§ Dataset content
★ ★ ★

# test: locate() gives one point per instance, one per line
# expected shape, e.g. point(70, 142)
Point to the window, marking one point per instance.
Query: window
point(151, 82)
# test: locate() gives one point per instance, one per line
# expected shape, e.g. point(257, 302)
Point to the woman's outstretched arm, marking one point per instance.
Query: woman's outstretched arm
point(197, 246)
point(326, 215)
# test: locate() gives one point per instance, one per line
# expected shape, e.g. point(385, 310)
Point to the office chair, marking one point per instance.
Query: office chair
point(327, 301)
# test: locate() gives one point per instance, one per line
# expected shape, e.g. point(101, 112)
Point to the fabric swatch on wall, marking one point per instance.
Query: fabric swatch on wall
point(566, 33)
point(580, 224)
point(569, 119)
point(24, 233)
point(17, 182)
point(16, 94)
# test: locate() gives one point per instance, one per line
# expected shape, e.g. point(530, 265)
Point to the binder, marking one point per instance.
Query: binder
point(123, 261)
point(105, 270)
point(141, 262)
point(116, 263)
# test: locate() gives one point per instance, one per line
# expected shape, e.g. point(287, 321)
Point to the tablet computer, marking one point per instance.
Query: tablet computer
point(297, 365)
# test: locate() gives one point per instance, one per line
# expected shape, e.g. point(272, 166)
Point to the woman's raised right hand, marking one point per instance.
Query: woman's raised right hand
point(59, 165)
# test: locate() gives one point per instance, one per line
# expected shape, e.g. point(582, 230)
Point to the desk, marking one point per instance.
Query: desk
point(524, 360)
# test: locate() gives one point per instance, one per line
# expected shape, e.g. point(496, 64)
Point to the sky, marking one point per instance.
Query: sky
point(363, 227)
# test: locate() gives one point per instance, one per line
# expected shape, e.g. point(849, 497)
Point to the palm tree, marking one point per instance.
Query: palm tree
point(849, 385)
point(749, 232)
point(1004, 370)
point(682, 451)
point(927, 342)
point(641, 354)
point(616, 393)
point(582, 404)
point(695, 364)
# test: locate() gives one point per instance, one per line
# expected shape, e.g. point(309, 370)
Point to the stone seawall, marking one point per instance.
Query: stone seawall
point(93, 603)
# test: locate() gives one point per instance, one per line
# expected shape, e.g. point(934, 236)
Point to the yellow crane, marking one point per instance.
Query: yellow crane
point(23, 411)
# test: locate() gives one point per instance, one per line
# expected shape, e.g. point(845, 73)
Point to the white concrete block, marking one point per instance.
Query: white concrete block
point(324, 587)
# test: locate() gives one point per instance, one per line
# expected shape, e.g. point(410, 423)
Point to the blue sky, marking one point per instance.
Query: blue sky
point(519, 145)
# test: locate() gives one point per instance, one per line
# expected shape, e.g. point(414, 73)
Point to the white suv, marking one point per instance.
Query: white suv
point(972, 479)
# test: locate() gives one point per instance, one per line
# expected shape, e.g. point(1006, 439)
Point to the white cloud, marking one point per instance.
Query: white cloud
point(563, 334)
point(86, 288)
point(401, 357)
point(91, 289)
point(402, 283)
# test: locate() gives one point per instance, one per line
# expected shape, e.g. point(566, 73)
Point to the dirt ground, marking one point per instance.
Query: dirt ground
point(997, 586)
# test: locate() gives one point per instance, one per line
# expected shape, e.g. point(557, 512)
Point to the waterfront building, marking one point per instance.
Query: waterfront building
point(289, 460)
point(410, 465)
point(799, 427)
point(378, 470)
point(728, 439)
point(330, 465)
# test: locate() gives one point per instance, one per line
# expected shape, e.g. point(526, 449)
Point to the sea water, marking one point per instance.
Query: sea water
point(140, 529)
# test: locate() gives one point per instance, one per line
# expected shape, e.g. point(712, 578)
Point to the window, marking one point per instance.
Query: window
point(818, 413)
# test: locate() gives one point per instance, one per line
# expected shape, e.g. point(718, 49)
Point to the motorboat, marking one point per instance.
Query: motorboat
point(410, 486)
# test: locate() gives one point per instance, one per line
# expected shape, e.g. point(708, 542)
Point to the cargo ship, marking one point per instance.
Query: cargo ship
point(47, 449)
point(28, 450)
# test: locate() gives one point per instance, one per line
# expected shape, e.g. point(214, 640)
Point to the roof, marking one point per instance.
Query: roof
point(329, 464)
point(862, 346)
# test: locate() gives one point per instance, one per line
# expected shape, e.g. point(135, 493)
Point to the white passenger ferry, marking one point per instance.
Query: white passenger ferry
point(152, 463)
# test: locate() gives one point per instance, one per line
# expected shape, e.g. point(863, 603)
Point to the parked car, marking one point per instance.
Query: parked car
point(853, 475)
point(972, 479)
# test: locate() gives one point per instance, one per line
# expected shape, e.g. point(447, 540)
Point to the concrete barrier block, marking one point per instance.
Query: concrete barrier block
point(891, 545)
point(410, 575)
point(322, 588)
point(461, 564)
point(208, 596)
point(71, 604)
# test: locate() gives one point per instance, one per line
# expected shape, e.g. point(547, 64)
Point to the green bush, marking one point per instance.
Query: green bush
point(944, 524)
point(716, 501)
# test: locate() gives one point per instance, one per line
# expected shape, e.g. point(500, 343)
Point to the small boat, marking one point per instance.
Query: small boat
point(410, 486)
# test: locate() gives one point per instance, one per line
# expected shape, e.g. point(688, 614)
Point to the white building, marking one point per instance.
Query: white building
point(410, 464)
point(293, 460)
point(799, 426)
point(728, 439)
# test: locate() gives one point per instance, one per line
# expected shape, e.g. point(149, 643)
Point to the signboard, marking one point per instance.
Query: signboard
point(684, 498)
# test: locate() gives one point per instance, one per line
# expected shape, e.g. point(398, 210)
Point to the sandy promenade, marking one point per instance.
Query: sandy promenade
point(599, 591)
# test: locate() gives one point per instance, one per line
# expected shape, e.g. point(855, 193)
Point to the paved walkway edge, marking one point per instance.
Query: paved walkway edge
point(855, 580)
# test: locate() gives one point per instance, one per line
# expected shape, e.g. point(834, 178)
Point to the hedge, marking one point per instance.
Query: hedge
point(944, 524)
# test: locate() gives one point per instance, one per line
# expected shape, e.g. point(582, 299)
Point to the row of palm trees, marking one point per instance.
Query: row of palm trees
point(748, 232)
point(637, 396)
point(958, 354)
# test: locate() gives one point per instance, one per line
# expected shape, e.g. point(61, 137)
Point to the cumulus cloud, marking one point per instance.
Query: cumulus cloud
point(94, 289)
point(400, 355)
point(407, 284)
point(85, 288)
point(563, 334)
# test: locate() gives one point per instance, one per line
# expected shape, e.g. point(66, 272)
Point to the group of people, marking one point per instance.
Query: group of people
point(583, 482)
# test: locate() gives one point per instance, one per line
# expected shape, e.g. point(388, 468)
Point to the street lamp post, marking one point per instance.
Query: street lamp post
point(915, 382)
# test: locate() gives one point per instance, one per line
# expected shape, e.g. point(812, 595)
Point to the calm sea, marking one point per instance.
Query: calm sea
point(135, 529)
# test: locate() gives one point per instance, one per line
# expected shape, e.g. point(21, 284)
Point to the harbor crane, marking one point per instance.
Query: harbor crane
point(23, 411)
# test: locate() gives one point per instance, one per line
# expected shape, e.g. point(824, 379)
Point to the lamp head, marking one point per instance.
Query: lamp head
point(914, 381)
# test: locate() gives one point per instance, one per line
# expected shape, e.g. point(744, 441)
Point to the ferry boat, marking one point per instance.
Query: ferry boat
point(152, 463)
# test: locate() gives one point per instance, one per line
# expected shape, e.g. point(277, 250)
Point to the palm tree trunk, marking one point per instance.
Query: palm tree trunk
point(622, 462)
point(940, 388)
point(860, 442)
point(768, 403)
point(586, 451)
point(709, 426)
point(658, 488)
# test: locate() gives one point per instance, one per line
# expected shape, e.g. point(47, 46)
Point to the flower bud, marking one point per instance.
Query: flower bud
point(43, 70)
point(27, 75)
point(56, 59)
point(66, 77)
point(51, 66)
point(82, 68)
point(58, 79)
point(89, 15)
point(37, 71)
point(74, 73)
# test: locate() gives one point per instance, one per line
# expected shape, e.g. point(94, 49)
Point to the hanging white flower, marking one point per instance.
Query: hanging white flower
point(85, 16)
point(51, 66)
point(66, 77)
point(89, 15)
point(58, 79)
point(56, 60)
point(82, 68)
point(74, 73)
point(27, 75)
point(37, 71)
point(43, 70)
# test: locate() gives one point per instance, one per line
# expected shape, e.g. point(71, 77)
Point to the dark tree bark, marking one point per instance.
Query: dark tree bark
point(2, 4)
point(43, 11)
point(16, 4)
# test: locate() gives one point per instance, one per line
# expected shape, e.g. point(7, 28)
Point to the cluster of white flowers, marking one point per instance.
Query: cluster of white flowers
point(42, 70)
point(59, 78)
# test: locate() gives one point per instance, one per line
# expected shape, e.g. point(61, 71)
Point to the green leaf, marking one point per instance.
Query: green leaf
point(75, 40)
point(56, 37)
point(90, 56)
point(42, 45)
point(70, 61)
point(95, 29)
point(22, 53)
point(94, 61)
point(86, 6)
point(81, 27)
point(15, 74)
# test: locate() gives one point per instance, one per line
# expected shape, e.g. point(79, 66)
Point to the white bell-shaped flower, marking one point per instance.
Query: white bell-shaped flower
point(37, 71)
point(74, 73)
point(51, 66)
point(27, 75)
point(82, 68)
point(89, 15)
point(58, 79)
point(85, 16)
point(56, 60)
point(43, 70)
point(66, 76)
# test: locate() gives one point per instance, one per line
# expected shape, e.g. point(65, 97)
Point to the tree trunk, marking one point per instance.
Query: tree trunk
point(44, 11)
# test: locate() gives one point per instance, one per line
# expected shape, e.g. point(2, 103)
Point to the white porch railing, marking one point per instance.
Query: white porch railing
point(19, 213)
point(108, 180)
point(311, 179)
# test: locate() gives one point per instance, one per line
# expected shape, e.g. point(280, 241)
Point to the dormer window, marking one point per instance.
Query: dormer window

★ ★ ★

§ Goal
Copy everything from the first line of the records down to the line containing "point(151, 82)", including that line. Keep each line identical to the original.

§ Solution to this exercise
# test: locate() gives one point per instance, one per line
# expected shape, e.g. point(70, 142)
Point to the window, marking one point per instance.
Query: window
point(151, 82)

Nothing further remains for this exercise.